***** Material provided
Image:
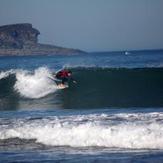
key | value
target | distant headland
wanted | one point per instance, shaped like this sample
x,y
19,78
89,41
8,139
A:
x,y
22,39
**********
Without the pictures, repeat every record above exactly as written.

◆ Solution ◆
Image:
key | value
target | distant headland
wanted | one point per instance, shaped like this sample
x,y
19,78
89,41
8,139
A:
x,y
22,39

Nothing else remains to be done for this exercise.